Thursday, January 18, 2018

A lifetime of learning

Fred Rogers, image in the public domain

From the outside, I pretty much look like a competent grown-up. Someone who has it all together. Well, I have been circling around the sun on this blue planet for over 5 decades, so I've had a long time to learn some stuff. But the reality is, I'm still learning and I'm still changing. And, no, I don't have all the answers.

I have learned to think deeply about all sorts of things and especially to interrogate my own most closely held beliefs. Honestly? That's my definition of adulthood - being willing to examine your biases and change them. It's toddlers who hold to irrational beliefs and throw tantrums when they are challenged. Grown ups shouldn't do that.

All too often they/we do.

These are some of the things I've been thinking about/lessons I'm working to learn:


1. Not everything is about me. Not everything is for me. Every space doesn't need to cater to me. Shutting up & listening without needing to offer my opinion is a useful skill.

I'm a white, cis, het woman in her middle age. I have A perspective, but not THE perspective. And to be honest, my perspective is more widely understood and accepted than those of someone more marginalized than me. While in some contexts, I may be the marginalized voice, in so many more, I am privileged. My job, when I am privileged, is to clear the way for other perspectives. And not expect a cookie or a pat on the head for it.


2. I have the responsibility to ask for what I want, not the guarantee that I will get it. 

I spent far too much time worrying about pleasing (or simply appeasing) people around me. Somehow, I was convinced that I was only likable if I catered to what everyone around me wanted and needed. This does a number of very unhealthy things: It made me believe that what I wanted was not important. It made me believe that I had to manage other people's emotions at the expense of my own. It made me believe that others - if they truly cared about me - would know what I wanted or needed. In short, it encouraged me to act in a passive aggressive way and to deny my own agency and personhood.

+++

**Work to complete:**
a – How does the blog post define adulthood?
b – Show each line of the listing that contains the word "background".
The blog post and the listing come from separate, unrelated sources.

+++

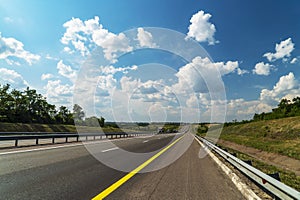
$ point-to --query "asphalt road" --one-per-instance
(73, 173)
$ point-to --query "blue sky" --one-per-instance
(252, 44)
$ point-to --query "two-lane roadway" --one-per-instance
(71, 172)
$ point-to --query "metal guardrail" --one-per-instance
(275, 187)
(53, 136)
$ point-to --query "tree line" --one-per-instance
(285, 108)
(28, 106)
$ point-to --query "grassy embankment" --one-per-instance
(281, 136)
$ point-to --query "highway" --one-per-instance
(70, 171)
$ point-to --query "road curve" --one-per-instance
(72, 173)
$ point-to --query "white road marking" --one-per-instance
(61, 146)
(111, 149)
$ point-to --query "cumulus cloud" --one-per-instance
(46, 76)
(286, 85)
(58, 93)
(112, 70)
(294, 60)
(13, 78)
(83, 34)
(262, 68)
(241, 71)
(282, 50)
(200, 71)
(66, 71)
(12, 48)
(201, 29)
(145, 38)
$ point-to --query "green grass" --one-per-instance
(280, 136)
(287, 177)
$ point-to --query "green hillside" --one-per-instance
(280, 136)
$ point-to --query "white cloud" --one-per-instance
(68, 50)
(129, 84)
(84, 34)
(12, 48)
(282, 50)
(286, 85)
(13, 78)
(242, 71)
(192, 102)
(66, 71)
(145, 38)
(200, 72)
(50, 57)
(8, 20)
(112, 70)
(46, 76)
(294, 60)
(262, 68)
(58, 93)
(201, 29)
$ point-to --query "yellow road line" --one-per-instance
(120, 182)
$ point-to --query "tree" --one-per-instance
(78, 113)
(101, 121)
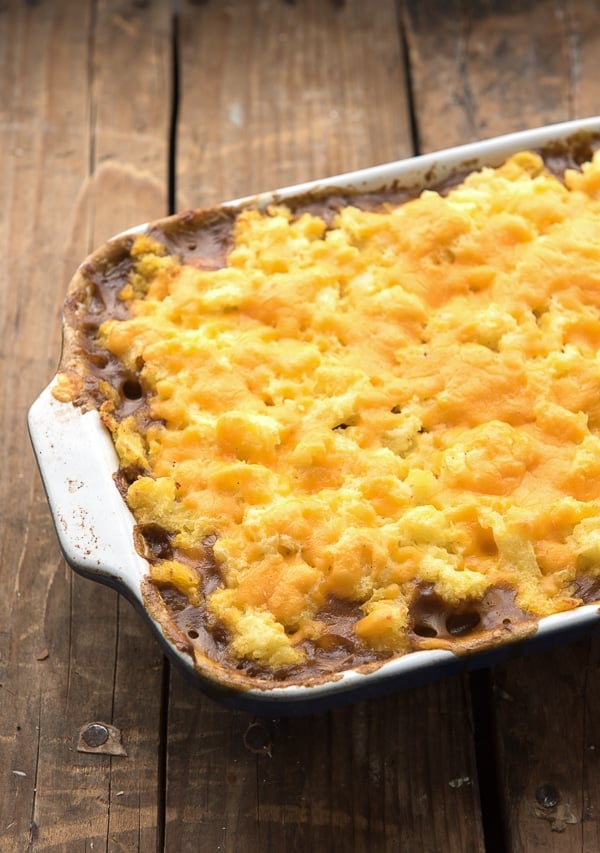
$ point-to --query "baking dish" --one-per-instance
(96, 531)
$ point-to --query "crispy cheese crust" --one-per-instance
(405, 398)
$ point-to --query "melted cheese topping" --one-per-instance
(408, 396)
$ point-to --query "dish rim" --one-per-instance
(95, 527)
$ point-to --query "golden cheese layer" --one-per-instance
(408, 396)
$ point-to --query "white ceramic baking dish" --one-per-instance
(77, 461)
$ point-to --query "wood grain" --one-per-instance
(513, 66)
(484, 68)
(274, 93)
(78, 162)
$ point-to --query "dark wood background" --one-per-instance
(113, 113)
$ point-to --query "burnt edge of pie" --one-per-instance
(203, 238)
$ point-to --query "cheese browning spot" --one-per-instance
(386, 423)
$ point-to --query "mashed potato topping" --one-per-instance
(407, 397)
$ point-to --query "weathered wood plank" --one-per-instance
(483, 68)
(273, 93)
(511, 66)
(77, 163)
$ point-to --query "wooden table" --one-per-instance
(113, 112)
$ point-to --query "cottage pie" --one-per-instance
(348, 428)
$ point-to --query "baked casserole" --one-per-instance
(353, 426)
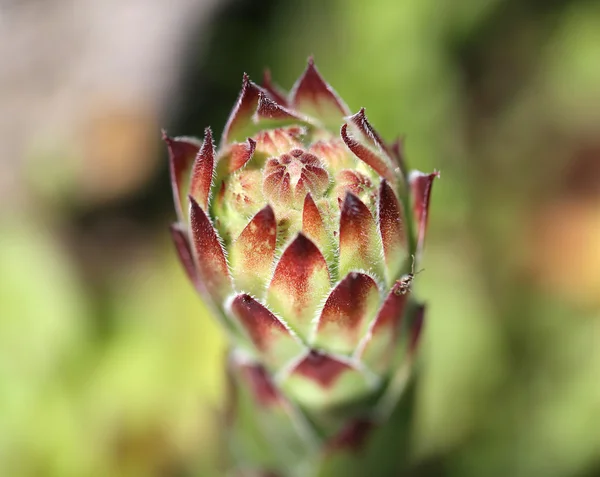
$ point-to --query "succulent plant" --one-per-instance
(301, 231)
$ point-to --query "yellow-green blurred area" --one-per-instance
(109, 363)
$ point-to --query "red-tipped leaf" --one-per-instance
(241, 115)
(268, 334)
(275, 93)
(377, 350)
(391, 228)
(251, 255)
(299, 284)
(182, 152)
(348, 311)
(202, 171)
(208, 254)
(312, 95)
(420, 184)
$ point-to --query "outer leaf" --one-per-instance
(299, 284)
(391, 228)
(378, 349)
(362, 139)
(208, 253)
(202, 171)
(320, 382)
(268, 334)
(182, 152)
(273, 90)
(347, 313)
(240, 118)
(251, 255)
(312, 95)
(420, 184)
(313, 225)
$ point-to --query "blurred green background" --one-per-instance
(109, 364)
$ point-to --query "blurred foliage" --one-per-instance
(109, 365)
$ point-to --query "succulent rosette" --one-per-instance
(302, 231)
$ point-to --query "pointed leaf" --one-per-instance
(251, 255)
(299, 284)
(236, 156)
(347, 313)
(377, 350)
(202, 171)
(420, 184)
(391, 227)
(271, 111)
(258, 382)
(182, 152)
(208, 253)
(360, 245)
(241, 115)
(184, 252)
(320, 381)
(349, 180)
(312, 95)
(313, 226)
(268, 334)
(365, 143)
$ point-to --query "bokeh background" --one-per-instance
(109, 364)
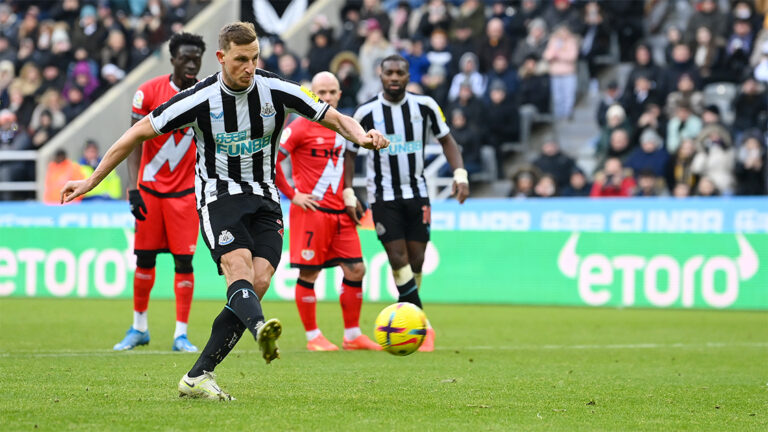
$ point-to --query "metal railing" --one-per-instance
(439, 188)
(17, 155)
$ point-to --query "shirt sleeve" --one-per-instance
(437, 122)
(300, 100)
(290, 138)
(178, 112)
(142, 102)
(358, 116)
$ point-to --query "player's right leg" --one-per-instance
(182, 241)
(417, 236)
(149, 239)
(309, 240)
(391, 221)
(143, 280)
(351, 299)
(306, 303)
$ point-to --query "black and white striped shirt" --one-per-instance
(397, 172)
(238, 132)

+++

**Solutions below:**
a – Being willing to examine your biases and change them.

b –
$ point-to --query "dark wood background" --one-per-instance
$ point-to --query "blurred green background" --one-per-instance
$ point-to --query "bokeh background" --one-per-instance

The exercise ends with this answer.